Records from a data collection
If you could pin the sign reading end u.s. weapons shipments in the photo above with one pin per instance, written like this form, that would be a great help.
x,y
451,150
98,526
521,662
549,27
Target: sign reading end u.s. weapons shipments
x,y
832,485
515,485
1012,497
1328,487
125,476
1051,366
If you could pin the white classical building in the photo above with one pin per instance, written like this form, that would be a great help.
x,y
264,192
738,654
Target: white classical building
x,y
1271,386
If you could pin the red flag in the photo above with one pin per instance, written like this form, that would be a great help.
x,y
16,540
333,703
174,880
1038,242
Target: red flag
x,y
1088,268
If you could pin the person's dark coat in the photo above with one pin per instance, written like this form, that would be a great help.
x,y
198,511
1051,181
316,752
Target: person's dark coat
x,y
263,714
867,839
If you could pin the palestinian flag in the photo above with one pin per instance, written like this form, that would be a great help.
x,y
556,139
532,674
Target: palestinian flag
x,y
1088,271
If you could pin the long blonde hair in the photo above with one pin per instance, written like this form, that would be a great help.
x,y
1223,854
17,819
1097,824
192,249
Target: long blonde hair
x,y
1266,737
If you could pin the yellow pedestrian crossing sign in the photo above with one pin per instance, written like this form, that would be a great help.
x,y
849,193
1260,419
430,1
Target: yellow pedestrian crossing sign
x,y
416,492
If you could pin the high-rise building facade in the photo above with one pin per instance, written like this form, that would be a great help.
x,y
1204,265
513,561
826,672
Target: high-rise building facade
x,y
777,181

• [DIRECTION]
Reproduce word for word the stretch of the records above from the line containing "If you could pin the long" through the end of the records.

• [ANSWER TO THE EXERCISE]
If you could pin the long blonde hair in the photo above with one pin per instance, written like this form, that would be a great help.
x,y
1223,854
17,819
1097,824
192,249
Target: long blonde hair
x,y
1266,737
If you could pin the yellow pedestrian crossing sign in the photo above with one pin per instance, written like this form, that would be a great help.
x,y
849,193
1260,419
430,1
Target: yellow pedestrian crossing sign
x,y
416,492
If you could pin the high-rise building facade in the photo above with one pin per instance, written like this form, that would be a great help.
x,y
1204,265
513,561
826,672
Target: high-rise building facade
x,y
777,181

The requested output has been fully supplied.